Quote verbatim everything from the line containing "of the grassy" down to the end of the data, both ends included.

-- START Raw records --

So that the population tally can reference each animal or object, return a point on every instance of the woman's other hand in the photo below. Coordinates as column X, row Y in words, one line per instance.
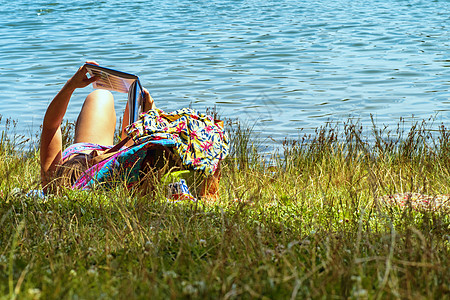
column 80, row 78
column 149, row 103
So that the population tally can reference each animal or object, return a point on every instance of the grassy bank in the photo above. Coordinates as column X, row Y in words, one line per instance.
column 309, row 222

-- END Raw records --

■ **Written response**
So that the population tally can reference each animal or object, return a point on every instance of the grassy bank in the photo above. Coordinates as column X, row Y in words, one line per instance.
column 309, row 222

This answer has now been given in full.